GOAL
Reproduce, word for word, the part of the article on automated learning from data that falls between "Automated learning from" and "at Télécom ParisTech.", inclusive.

Automated learning from data – Stéphan Clémençon, Télécom ParisTech

,
Stephan Clemencon

Big Data is an issue not only of technology, but also for society. Aware of the value of data, IMT has made it a major field of research, because a new approach is needed in order to store, share and use data to achieve optimal use. Machine Learning is one such approach. It is being researched by Stéphan Clémençon, Professor at Télécom ParisTech.

Several zettabytes of data are generated each year, which is the equivalent of several billion billion thousands of octets, and while this supply of data enables the creation of new services it also considerably modifies our needs and requirements. Yesterday’s tools are outdated and new ways of putting this abundance of data to good use must be found. Machine Learning aims to do this. The discipline combines mathematics and information technology in order to create algorithms for processing big data, with a large number of industrial applications.

COLLECTED MATERIAL
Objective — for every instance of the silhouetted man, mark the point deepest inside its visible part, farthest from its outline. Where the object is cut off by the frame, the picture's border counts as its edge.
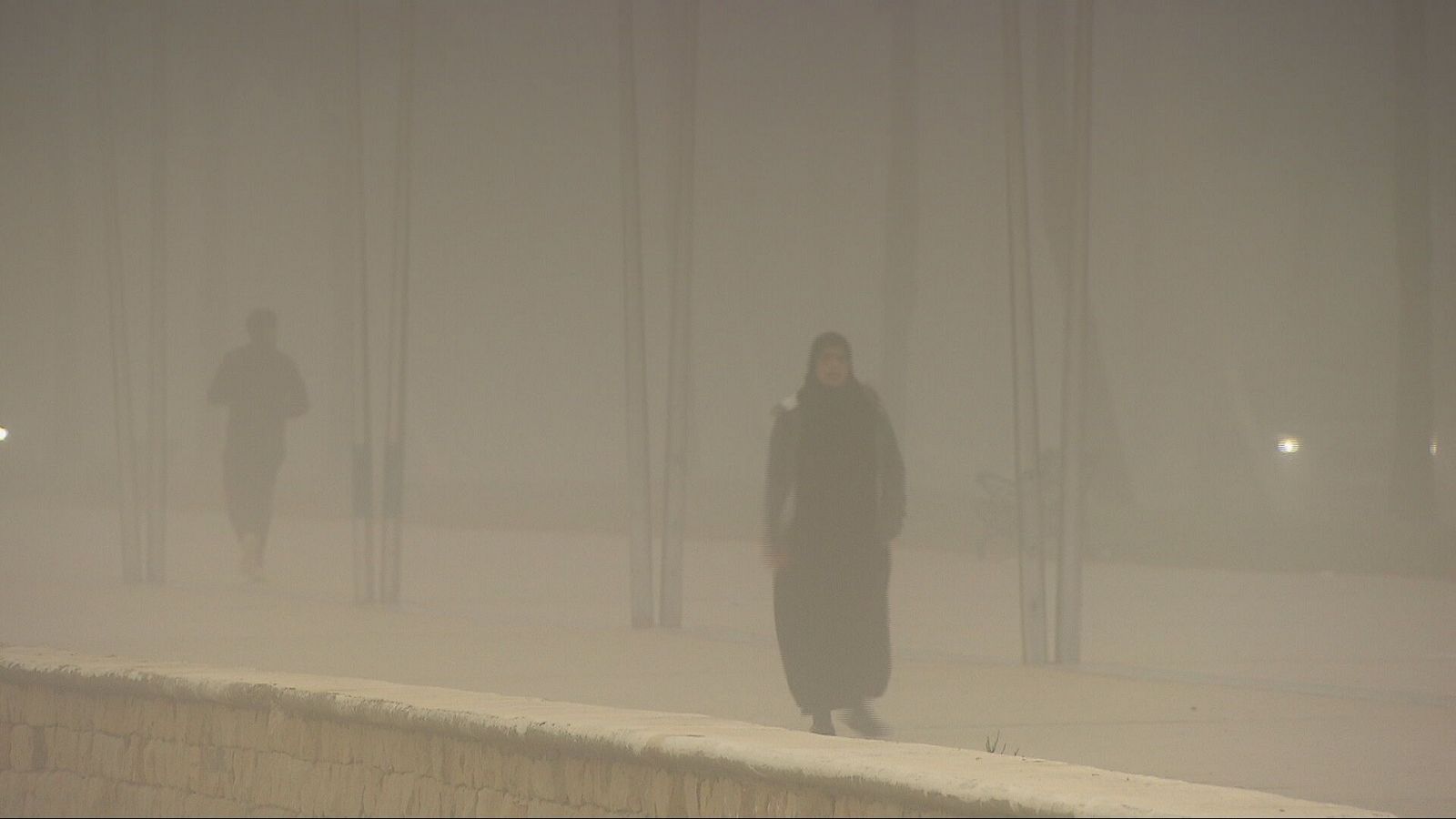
(261, 388)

REPLY TO THE EXERCISE
Automated learning from data – Stéphan Clémençon, Télécom ParisTech

,
Stephan Clemencon

Big Data is an issue not only of technology, but also for society. Aware of the value of data, IMT has made it a major field of research, because a new approach is needed in order to store, share and use data to achieve optimal use. Machine Learning is one such approach. It is being researched by Stéphan Clémençon, Professor at Télécom ParisTech.